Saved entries
——
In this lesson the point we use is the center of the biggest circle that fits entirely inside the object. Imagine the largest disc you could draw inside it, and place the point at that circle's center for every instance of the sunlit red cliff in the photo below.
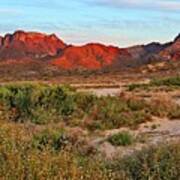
(21, 46)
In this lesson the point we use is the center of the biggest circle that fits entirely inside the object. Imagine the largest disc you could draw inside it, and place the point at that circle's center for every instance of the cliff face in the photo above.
(172, 52)
(37, 46)
(29, 45)
(91, 56)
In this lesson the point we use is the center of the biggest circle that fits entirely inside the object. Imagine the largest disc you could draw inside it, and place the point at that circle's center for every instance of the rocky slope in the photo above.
(37, 46)
(29, 45)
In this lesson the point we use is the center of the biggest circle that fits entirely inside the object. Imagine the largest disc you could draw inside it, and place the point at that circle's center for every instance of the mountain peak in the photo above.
(177, 38)
(23, 44)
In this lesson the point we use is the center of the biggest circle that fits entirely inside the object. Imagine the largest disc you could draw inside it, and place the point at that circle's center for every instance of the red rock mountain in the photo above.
(29, 45)
(91, 56)
(172, 52)
(37, 46)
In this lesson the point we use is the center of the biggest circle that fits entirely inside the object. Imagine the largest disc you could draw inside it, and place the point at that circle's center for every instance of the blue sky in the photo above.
(118, 22)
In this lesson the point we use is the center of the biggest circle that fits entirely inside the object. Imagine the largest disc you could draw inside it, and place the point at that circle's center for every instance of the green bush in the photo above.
(121, 139)
(55, 139)
(156, 163)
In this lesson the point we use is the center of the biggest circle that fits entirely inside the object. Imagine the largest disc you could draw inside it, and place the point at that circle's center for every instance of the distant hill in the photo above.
(21, 46)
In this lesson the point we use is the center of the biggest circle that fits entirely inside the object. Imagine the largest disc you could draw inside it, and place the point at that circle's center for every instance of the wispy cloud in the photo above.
(148, 4)
(9, 11)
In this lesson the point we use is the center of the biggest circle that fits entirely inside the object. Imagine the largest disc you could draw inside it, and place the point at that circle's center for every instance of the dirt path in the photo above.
(148, 134)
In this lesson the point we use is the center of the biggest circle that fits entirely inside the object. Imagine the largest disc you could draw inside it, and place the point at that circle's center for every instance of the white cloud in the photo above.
(150, 4)
(9, 11)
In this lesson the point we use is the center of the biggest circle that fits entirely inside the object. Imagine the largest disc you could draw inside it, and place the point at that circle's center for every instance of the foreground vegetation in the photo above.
(51, 154)
(42, 135)
(171, 82)
(43, 104)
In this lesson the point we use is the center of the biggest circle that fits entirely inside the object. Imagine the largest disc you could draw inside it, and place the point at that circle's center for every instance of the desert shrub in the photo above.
(121, 139)
(36, 102)
(156, 163)
(174, 113)
(169, 82)
(55, 139)
(163, 106)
——
Task statement:
Repeat the entries exactly, pictures left out.

Exercise response:
In this lesson the point we use is the center of the biggest circle that fits entirely inside the object. Imagine the largest disc you could draw inside it, and place the point at that circle's center for every instance of the sunlit red cliff in the photo below.
(21, 46)
In this lesson the point we use is the center of the biggest circle that fits entirely inside the object. Imagine the largest disc you could draw inside it, and place the point at that circle's center for every instance of the cliff face in the photo above.
(172, 52)
(37, 46)
(29, 45)
(91, 56)
In this lesson the point we use is the center of the biggest circle that fits entirely inside the object. Imagine the largest disc you could draw inside it, and place the point at that circle's center for every instance of the rocky slope in the photo above.
(37, 46)
(29, 45)
In this lesson the point we use is the center of the biggest circle that fits entirely inside the object. Imagine the largest disc you could draw inside it, and place the point at that circle's center for every instance of the mountain peak in the photo above.
(177, 38)
(23, 44)
In this lesson the point we use is the center of the biggest circle that fits entirely inside the object. Imagine the largest disc you could draw inside it, and place the point at that circle's center for every instance of the red rock mountain in the photo above.
(29, 45)
(91, 56)
(172, 52)
(37, 46)
In this lesson the point we use is the center of the biggest circle that fits entirely inside the object. Imagine the largest disc you could draw inside it, and place the point at that circle's center for every instance of the blue sky in the photo above.
(118, 22)
In this lesson the point we use is the center of the biggest circle that fits entirely inside the object. Imagine the largest disc you could draw inside it, and place the point at that circle's center for every instance of the green bush in the photo above.
(121, 139)
(55, 139)
(156, 163)
In this lesson the point we use is the center of the biggest circle that fits entirely inside the object. Imagine the largest disc you could draw inside it, and place the point at that circle's center for every instance of the distant hill in the photo above.
(21, 46)
In this lesson the point we use is the center of the biggest circle that fits entirely inside the object. Imagine the largest disc you could draw inside it, and place the point at that circle's center for every instance of the wispy cloud in the photo above.
(148, 4)
(9, 11)
In this lesson the point we use is the center of the biggest circle that fits entirely inside the object. Imagine the largest disc you could draw inside it, and place the point at that circle's center for every instance of the dirt path in the photo above.
(148, 134)
In this lesson the point we use is the center of the biggest circle that fits entirely inside the object. Imagine the largest disc you could draw inside it, and place the point at that circle's center for every instance of the white cloud in the photo above.
(150, 4)
(9, 11)
In this lesson the point we use is the center of the biggest circle that fits entirely inside the object. Imagine the largest disc you could draw inside it, and place the point at that circle's center for every instance of the foreground vegetation in the photo above.
(51, 154)
(42, 135)
(171, 82)
(43, 104)
In this lesson the point we use is the center of the biggest circle that fits entirely inside the object. Imagine the largest disc you could draw inside it, and place the point at that circle's center for every instance of the desert shrub in the photo above.
(121, 139)
(36, 102)
(156, 163)
(174, 113)
(169, 82)
(55, 139)
(163, 106)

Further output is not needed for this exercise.